## start DATASET ENTRIES

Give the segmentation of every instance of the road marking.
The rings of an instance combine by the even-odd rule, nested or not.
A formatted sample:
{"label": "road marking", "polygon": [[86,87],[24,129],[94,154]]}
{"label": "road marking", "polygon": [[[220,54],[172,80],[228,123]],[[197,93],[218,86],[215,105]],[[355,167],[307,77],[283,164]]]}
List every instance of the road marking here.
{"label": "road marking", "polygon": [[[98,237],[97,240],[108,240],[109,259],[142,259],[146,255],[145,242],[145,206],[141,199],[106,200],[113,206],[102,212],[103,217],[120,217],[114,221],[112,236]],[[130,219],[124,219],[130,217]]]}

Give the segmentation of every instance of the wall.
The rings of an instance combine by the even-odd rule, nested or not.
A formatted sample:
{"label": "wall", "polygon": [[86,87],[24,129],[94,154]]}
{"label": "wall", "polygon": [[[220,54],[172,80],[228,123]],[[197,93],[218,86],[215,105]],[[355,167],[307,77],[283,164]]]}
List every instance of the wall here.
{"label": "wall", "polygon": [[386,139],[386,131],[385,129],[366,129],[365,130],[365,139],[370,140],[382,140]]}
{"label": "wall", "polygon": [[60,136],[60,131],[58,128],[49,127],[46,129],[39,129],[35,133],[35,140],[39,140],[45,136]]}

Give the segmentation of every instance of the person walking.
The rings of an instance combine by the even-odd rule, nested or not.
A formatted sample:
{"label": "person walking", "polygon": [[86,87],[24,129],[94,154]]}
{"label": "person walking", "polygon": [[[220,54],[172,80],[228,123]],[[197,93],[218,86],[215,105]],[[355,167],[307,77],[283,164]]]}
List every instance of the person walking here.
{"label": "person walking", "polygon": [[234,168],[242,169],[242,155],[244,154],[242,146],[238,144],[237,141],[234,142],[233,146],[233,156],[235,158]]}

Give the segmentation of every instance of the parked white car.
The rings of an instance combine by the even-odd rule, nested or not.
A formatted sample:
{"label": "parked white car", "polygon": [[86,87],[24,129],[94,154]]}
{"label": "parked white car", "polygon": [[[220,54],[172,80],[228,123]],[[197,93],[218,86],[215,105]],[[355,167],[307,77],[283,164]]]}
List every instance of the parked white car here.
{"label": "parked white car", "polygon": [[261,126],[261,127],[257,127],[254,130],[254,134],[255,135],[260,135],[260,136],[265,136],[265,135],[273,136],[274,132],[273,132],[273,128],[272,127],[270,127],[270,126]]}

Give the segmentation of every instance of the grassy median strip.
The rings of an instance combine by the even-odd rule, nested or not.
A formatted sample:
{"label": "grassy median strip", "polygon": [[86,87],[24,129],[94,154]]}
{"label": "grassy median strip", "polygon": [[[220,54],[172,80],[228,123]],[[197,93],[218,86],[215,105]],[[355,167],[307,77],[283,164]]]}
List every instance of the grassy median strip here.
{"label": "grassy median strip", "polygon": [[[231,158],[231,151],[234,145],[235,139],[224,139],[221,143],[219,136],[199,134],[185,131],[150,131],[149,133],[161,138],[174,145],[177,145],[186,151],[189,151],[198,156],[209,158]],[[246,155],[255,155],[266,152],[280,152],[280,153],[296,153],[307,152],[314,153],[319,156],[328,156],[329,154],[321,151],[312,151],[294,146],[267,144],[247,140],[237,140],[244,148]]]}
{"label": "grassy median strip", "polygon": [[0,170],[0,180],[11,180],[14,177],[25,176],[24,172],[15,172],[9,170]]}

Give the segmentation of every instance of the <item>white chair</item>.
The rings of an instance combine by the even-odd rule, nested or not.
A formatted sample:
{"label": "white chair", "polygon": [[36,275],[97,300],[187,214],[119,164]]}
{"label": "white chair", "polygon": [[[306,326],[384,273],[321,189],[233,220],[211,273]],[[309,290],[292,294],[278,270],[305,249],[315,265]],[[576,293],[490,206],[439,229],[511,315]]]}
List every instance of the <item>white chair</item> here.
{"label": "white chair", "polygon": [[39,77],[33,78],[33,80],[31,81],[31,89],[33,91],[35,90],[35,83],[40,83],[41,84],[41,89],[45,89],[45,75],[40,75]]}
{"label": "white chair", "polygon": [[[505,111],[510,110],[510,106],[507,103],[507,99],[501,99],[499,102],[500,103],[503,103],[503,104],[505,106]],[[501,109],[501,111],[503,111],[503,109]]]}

## end DATASET ENTRIES

▶ [TASK DIRECTIONS]: Render the entire listing above as a two-column CSV with columns named "request" and "answer," one row for each request. Put the full request text in one quoted field and its answer in the other, replacing line breaks with spaces.

▶ [CORRECT RESULT]:
request,answer
"Give the segmentation of every instance of the road marking. The rings of an instance combine by the even-odd rule, nested or not. A formatted sample: {""label"": ""road marking"", ""polygon"": [[86,87],[24,129],[94,154]]} {""label"": ""road marking"", ""polygon"": [[[220,54],[172,80],[228,123]],[[197,93],[218,86],[215,105]],[[355,167],[307,77],[283,164]]]} List every instance of the road marking here.","{""label"": ""road marking"", ""polygon"": [[[98,237],[97,240],[108,240],[109,259],[142,259],[146,255],[145,242],[145,206],[141,199],[106,200],[113,206],[102,212],[103,217],[120,217],[114,221],[112,236]],[[130,219],[124,219],[130,217]]]}"
"Give the segmentation of every instance of the wall. The rings of an instance combine by the even-odd rule, nested or not. A formatted sample: {""label"": ""wall"", ""polygon"": [[86,87],[24,129],[94,154]]} {""label"": ""wall"", ""polygon"": [[[220,54],[172,80],[228,123]],[[197,93],[218,86],[215,105]],[[355,167],[307,77],[283,164]]]} List every instance of the wall here.","{""label"": ""wall"", ""polygon"": [[386,139],[386,131],[385,129],[366,129],[365,130],[365,139],[370,140],[382,140]]} {""label"": ""wall"", ""polygon"": [[60,136],[60,131],[58,128],[49,127],[46,129],[39,129],[35,133],[35,140],[39,140],[45,136]]}"
"Give the segmentation of every instance of the person walking. The rings of an instance combine by the even-odd rule, nested or not. A formatted sample: {""label"": ""person walking"", ""polygon"": [[86,87],[24,129],[94,154]]} {""label"": ""person walking"", ""polygon"": [[[220,54],[172,80],[228,123]],[[197,93],[218,86],[215,105]],[[355,167],[307,77],[283,164]]]} List every instance of the person walking here.","{""label"": ""person walking"", ""polygon"": [[234,168],[242,169],[242,155],[244,154],[242,146],[238,144],[237,141],[234,142],[233,146],[233,156],[235,158]]}"
"Give the segmentation of every instance of the parked white car. The rings of an instance combine by the even-odd rule, nested or not. A formatted sample: {""label"": ""parked white car"", ""polygon"": [[86,87],[24,129],[94,154]]} {""label"": ""parked white car"", ""polygon"": [[[220,54],[172,80],[228,123]],[[197,93],[218,86],[215,105]],[[355,167],[307,77],[283,164]]]} List every instance of the parked white car here.","{""label"": ""parked white car"", ""polygon"": [[261,126],[261,127],[257,127],[254,130],[254,134],[255,135],[260,135],[260,136],[265,136],[265,135],[273,136],[274,132],[273,132],[273,128],[272,127],[270,127],[270,126]]}"
"Give the segmentation of every instance of the grassy median strip. The rings of an instance combine by the even-odd rule, nested or not. A formatted sample: {""label"": ""grassy median strip"", ""polygon"": [[86,87],[24,129],[94,154]]} {""label"": ""grassy median strip"", ""polygon"": [[[220,54],[172,80],[228,123]],[[197,93],[218,86],[215,105]],[[355,167],[307,77],[283,164]]]} List every instance of the grassy median strip here.","{""label"": ""grassy median strip"", ""polygon"": [[[231,158],[231,151],[234,145],[235,139],[224,139],[221,143],[219,136],[199,134],[185,131],[150,131],[149,133],[161,138],[174,145],[177,145],[186,151],[189,151],[198,156],[209,158]],[[246,155],[255,155],[266,152],[280,152],[280,153],[296,153],[307,152],[314,153],[319,156],[328,156],[329,154],[321,151],[312,151],[294,146],[267,144],[247,140],[237,140],[244,148]]]} {""label"": ""grassy median strip"", ""polygon"": [[0,170],[0,180],[11,180],[14,177],[25,176],[24,172],[15,172],[9,170]]}"
"Give the segmentation of every instance of the <item>white chair</item>. The rings of an instance combine by the even-odd rule, nested or not. A formatted sample: {""label"": ""white chair"", ""polygon"": [[36,275],[97,300],[187,214],[119,164]]} {""label"": ""white chair"", ""polygon"": [[[306,326],[384,273],[321,189],[233,220],[211,273]],[[309,290],[292,294],[278,270],[305,249],[315,265]],[[576,293],[490,206],[439,229],[511,315]]]} List every instance of the <item>white chair</item> here.","{""label"": ""white chair"", ""polygon"": [[39,77],[33,78],[33,80],[31,81],[31,89],[33,91],[35,90],[35,83],[40,83],[41,84],[41,89],[45,89],[45,75],[40,75]]} {""label"": ""white chair"", ""polygon"": [[[505,111],[510,110],[510,106],[507,103],[507,99],[501,99],[499,102],[500,103],[503,103],[503,104],[505,106]],[[501,109],[501,111],[503,111],[503,109]]]}"